* [Work to be completed]: Word for word, retype the records below.

* [Information given]:
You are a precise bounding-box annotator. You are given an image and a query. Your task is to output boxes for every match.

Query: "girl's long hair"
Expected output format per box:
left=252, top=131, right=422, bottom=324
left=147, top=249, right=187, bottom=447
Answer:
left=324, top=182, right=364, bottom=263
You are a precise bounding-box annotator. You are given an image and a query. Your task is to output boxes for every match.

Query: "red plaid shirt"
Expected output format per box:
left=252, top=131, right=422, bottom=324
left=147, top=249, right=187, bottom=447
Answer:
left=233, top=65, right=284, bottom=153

* [Expected answer]:
You are a precise bounding-box annotator. You are given an image and a query. Your task is to output boxes for every match.

Query: "girl's long hair"
Expected output format per box:
left=252, top=131, right=422, bottom=324
left=147, top=249, right=187, bottom=447
Answer:
left=324, top=182, right=364, bottom=263
You are a precise bounding-box annotator. You are given an image and a query. Your task is to output boxes for every match.

Query: "red plaid shirt"
Expected output format per box:
left=252, top=131, right=422, bottom=324
left=147, top=249, right=187, bottom=447
Answer:
left=233, top=65, right=284, bottom=153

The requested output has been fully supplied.